----- Available records
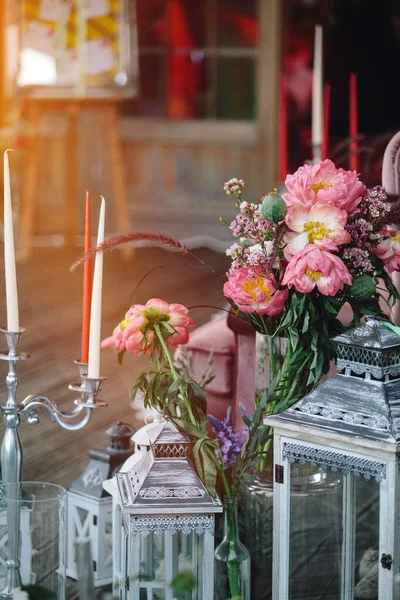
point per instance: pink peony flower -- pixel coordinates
(322, 182)
(117, 340)
(136, 333)
(252, 291)
(389, 251)
(322, 225)
(314, 267)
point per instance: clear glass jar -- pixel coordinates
(232, 560)
(33, 523)
(270, 357)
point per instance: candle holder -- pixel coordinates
(11, 450)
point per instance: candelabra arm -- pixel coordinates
(32, 403)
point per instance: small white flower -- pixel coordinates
(20, 594)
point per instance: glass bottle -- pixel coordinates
(232, 560)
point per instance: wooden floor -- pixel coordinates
(50, 310)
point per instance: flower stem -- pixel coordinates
(174, 373)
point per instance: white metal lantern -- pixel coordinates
(90, 506)
(167, 520)
(336, 488)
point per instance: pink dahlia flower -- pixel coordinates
(322, 225)
(322, 182)
(389, 252)
(136, 333)
(314, 267)
(253, 291)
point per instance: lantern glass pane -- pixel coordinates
(366, 538)
(315, 533)
(171, 557)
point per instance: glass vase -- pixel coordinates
(270, 357)
(42, 536)
(232, 560)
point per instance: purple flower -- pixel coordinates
(229, 440)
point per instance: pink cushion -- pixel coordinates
(217, 337)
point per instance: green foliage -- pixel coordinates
(363, 287)
(273, 208)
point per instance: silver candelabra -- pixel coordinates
(11, 450)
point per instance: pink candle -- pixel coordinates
(354, 161)
(87, 287)
(283, 149)
(326, 109)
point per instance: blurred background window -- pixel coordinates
(197, 60)
(362, 37)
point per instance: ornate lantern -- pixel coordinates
(168, 520)
(336, 488)
(90, 506)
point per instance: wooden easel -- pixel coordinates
(71, 108)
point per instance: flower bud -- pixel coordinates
(363, 286)
(273, 207)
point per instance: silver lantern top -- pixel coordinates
(164, 481)
(371, 349)
(363, 398)
(104, 462)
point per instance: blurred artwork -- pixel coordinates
(76, 44)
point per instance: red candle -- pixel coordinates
(354, 161)
(326, 109)
(87, 287)
(283, 153)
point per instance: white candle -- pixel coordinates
(317, 119)
(95, 314)
(9, 254)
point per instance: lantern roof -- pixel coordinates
(104, 462)
(163, 481)
(370, 348)
(363, 399)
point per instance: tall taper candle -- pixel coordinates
(317, 118)
(87, 287)
(325, 138)
(9, 253)
(354, 162)
(95, 314)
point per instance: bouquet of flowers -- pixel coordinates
(300, 257)
(154, 329)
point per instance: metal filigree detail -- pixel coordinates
(332, 413)
(170, 450)
(178, 492)
(159, 525)
(368, 360)
(334, 461)
(139, 472)
(92, 478)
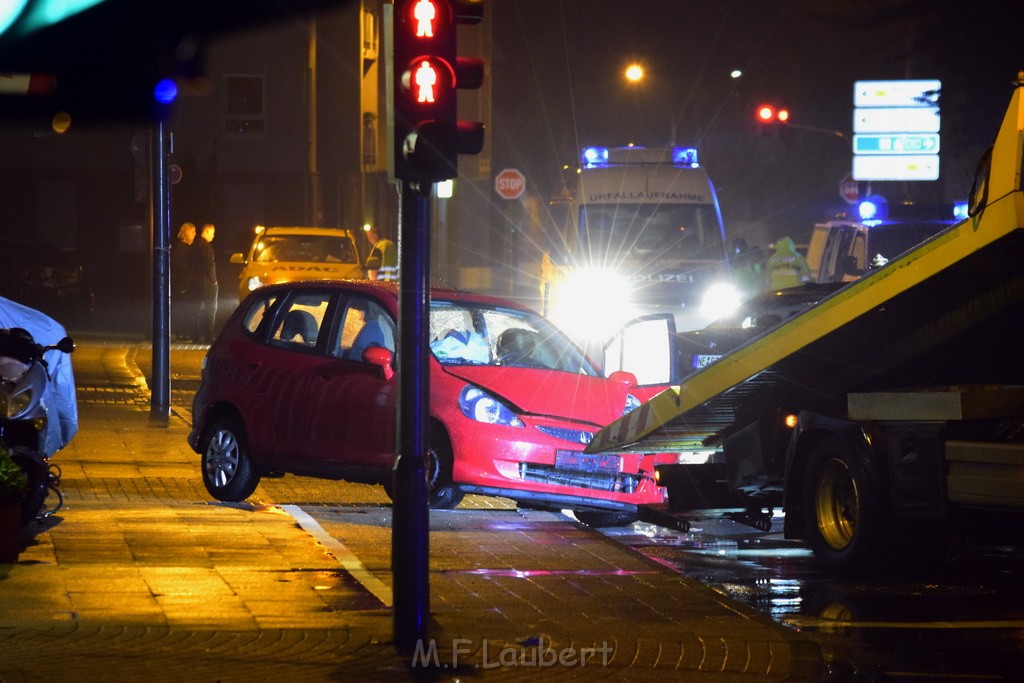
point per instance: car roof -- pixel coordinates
(390, 288)
(298, 229)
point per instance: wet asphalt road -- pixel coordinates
(963, 621)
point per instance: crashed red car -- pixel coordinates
(302, 381)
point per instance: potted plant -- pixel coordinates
(12, 485)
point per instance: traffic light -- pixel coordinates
(770, 118)
(427, 71)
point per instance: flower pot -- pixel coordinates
(10, 531)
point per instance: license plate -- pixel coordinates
(585, 462)
(704, 359)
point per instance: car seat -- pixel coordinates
(301, 325)
(515, 346)
(372, 334)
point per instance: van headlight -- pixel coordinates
(480, 406)
(720, 300)
(591, 303)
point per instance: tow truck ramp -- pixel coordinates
(784, 414)
(947, 312)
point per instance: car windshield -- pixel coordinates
(304, 248)
(481, 335)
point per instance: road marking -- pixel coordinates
(800, 621)
(345, 557)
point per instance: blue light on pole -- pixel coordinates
(166, 91)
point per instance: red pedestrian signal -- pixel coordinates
(770, 118)
(428, 136)
(771, 114)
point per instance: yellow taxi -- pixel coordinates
(290, 254)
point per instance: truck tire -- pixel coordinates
(843, 513)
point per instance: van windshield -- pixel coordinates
(612, 232)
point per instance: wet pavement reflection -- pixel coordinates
(963, 620)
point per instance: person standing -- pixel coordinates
(183, 313)
(383, 260)
(748, 268)
(786, 267)
(205, 280)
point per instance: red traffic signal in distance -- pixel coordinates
(770, 114)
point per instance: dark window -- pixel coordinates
(244, 104)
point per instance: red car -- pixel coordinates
(302, 381)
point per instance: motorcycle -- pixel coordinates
(27, 409)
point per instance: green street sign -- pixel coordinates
(896, 143)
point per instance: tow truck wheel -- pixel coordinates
(842, 511)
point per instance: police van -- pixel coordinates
(845, 249)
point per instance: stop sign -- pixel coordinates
(849, 189)
(510, 183)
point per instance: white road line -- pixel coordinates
(345, 557)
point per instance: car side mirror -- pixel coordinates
(623, 377)
(381, 357)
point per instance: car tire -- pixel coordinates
(600, 518)
(443, 495)
(227, 470)
(843, 512)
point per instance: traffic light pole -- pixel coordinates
(410, 522)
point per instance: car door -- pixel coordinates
(287, 373)
(354, 417)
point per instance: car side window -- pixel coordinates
(300, 322)
(364, 324)
(258, 311)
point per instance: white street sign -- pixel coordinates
(896, 93)
(896, 120)
(903, 167)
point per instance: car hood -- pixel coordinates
(594, 399)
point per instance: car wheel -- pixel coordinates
(598, 518)
(227, 471)
(842, 511)
(443, 496)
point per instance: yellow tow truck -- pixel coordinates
(885, 419)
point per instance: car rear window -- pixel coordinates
(304, 248)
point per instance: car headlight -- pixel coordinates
(18, 403)
(720, 300)
(480, 406)
(592, 303)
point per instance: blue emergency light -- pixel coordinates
(166, 91)
(872, 208)
(593, 157)
(684, 157)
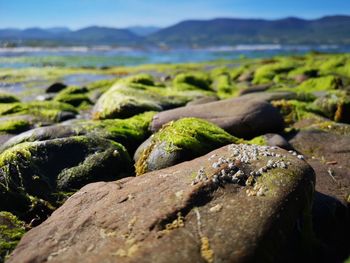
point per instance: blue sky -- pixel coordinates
(121, 13)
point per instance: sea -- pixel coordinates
(106, 56)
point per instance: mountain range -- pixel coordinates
(220, 31)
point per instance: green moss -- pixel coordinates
(294, 111)
(11, 231)
(126, 100)
(319, 84)
(102, 85)
(189, 136)
(144, 79)
(130, 132)
(260, 140)
(8, 98)
(333, 127)
(48, 110)
(14, 126)
(266, 73)
(199, 80)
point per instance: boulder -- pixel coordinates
(42, 172)
(132, 96)
(238, 116)
(55, 87)
(180, 141)
(130, 132)
(326, 149)
(217, 208)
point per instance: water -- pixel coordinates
(104, 56)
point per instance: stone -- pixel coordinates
(130, 132)
(238, 116)
(179, 141)
(55, 87)
(11, 231)
(37, 172)
(327, 151)
(125, 221)
(130, 97)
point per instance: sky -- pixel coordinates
(123, 13)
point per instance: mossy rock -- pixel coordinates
(334, 106)
(320, 84)
(73, 95)
(130, 132)
(294, 111)
(11, 231)
(178, 141)
(39, 170)
(127, 98)
(267, 73)
(48, 111)
(8, 98)
(16, 124)
(199, 80)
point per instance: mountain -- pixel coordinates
(93, 35)
(143, 30)
(230, 31)
(202, 33)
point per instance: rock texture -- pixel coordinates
(212, 209)
(238, 116)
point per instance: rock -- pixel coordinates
(179, 141)
(11, 231)
(55, 87)
(45, 111)
(246, 76)
(8, 98)
(130, 132)
(277, 140)
(328, 154)
(271, 95)
(197, 79)
(254, 89)
(74, 96)
(202, 217)
(202, 101)
(129, 97)
(239, 117)
(328, 151)
(42, 169)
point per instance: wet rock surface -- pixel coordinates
(204, 214)
(239, 117)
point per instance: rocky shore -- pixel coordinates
(235, 161)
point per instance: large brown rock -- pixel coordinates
(328, 152)
(186, 213)
(240, 117)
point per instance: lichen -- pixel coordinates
(266, 73)
(319, 84)
(14, 126)
(11, 231)
(188, 134)
(48, 110)
(206, 252)
(199, 80)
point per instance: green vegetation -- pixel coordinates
(182, 140)
(11, 231)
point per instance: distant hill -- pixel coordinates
(215, 32)
(229, 31)
(143, 30)
(93, 35)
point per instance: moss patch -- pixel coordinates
(11, 231)
(188, 137)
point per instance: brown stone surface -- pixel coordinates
(238, 116)
(163, 217)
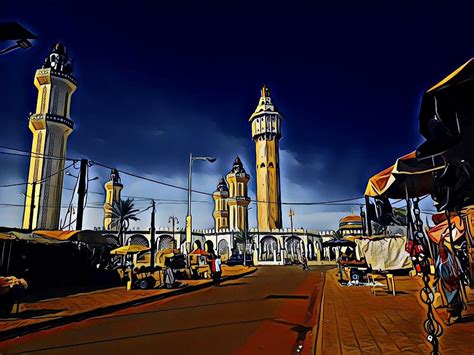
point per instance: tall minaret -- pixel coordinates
(221, 213)
(266, 132)
(113, 188)
(238, 200)
(51, 125)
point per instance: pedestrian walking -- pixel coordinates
(449, 272)
(216, 270)
(304, 261)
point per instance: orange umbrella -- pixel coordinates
(408, 174)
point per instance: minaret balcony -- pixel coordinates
(42, 75)
(38, 119)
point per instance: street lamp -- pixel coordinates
(15, 32)
(188, 217)
(174, 221)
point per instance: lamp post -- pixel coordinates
(174, 221)
(81, 191)
(188, 217)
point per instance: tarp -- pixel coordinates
(384, 254)
(129, 249)
(58, 235)
(33, 238)
(408, 174)
(85, 236)
(446, 112)
(442, 230)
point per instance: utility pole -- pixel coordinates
(174, 220)
(152, 237)
(81, 192)
(32, 205)
(291, 214)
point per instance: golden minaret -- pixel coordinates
(238, 200)
(221, 213)
(113, 189)
(51, 125)
(266, 132)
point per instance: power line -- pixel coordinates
(27, 153)
(176, 186)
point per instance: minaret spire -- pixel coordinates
(51, 126)
(266, 132)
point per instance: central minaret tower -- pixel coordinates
(51, 125)
(113, 189)
(266, 132)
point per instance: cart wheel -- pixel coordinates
(6, 305)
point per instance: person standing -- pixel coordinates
(449, 272)
(217, 270)
(304, 261)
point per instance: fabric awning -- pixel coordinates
(446, 112)
(33, 238)
(57, 235)
(442, 230)
(85, 236)
(129, 249)
(408, 174)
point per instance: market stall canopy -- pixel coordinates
(442, 230)
(447, 111)
(338, 243)
(30, 237)
(129, 249)
(199, 252)
(408, 174)
(85, 236)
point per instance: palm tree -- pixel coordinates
(123, 212)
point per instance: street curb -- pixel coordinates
(53, 323)
(319, 325)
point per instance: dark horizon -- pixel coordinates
(156, 82)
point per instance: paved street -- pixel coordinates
(270, 312)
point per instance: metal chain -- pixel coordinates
(432, 327)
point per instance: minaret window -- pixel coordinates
(55, 100)
(43, 100)
(66, 103)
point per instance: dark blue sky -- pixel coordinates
(157, 81)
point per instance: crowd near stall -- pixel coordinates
(432, 240)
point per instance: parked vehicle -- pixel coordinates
(238, 259)
(11, 289)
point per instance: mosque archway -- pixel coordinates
(269, 249)
(166, 242)
(294, 249)
(209, 246)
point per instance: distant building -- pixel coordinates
(51, 125)
(221, 212)
(113, 188)
(351, 224)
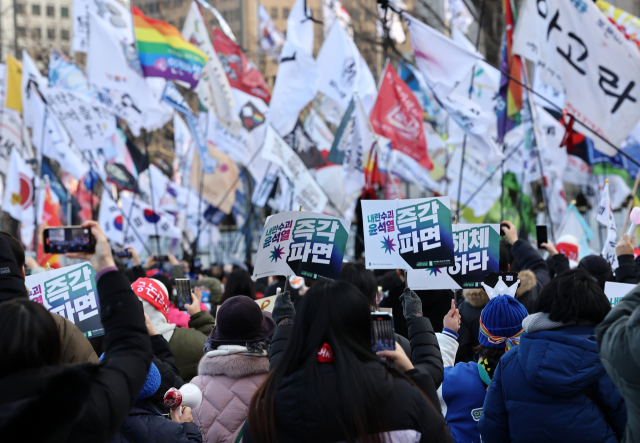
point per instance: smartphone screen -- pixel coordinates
(68, 239)
(382, 337)
(183, 288)
(541, 235)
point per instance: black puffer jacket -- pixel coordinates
(300, 416)
(146, 425)
(83, 402)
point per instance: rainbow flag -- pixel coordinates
(164, 53)
(510, 100)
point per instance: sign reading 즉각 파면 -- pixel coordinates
(302, 243)
(70, 292)
(477, 253)
(408, 234)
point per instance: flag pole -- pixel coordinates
(464, 138)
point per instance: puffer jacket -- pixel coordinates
(536, 394)
(471, 307)
(146, 425)
(227, 383)
(619, 346)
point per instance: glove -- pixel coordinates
(411, 304)
(283, 308)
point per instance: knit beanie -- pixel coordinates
(501, 322)
(151, 384)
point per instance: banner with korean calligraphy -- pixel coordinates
(306, 244)
(70, 292)
(477, 253)
(579, 51)
(408, 234)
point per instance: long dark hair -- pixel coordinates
(239, 282)
(30, 338)
(336, 313)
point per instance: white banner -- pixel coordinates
(580, 52)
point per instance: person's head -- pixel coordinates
(360, 277)
(597, 267)
(240, 321)
(155, 299)
(30, 337)
(337, 314)
(11, 273)
(239, 282)
(574, 297)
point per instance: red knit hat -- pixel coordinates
(154, 292)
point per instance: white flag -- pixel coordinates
(297, 80)
(213, 88)
(605, 217)
(582, 53)
(343, 71)
(110, 218)
(306, 191)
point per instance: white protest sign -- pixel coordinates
(616, 291)
(408, 234)
(70, 292)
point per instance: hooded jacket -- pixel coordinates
(471, 308)
(227, 383)
(301, 417)
(84, 402)
(537, 393)
(619, 346)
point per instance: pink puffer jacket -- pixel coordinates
(227, 383)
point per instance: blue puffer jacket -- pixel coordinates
(146, 425)
(536, 393)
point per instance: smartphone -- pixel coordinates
(382, 336)
(541, 235)
(68, 239)
(183, 288)
(122, 253)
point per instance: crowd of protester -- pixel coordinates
(551, 362)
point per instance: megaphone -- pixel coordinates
(188, 395)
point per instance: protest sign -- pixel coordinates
(414, 234)
(615, 291)
(302, 243)
(477, 253)
(70, 292)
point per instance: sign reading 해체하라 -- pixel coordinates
(301, 243)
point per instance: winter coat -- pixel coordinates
(435, 305)
(471, 308)
(227, 383)
(300, 416)
(537, 393)
(462, 392)
(146, 425)
(83, 402)
(619, 346)
(423, 349)
(187, 345)
(74, 345)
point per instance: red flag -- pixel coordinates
(397, 115)
(242, 72)
(50, 218)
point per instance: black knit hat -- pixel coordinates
(240, 321)
(11, 280)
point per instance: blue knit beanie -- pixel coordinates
(501, 322)
(152, 383)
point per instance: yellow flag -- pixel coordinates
(14, 82)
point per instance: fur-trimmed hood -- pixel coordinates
(234, 365)
(478, 297)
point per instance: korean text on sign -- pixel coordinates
(313, 237)
(419, 228)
----------
Task item:
Using the records above, output exactly the lines from the one containing "point per instance: korean" through the last line, and no others.

Response for this exercise:
point per instance: korean text on sign -- pixel coordinates
(313, 237)
(419, 228)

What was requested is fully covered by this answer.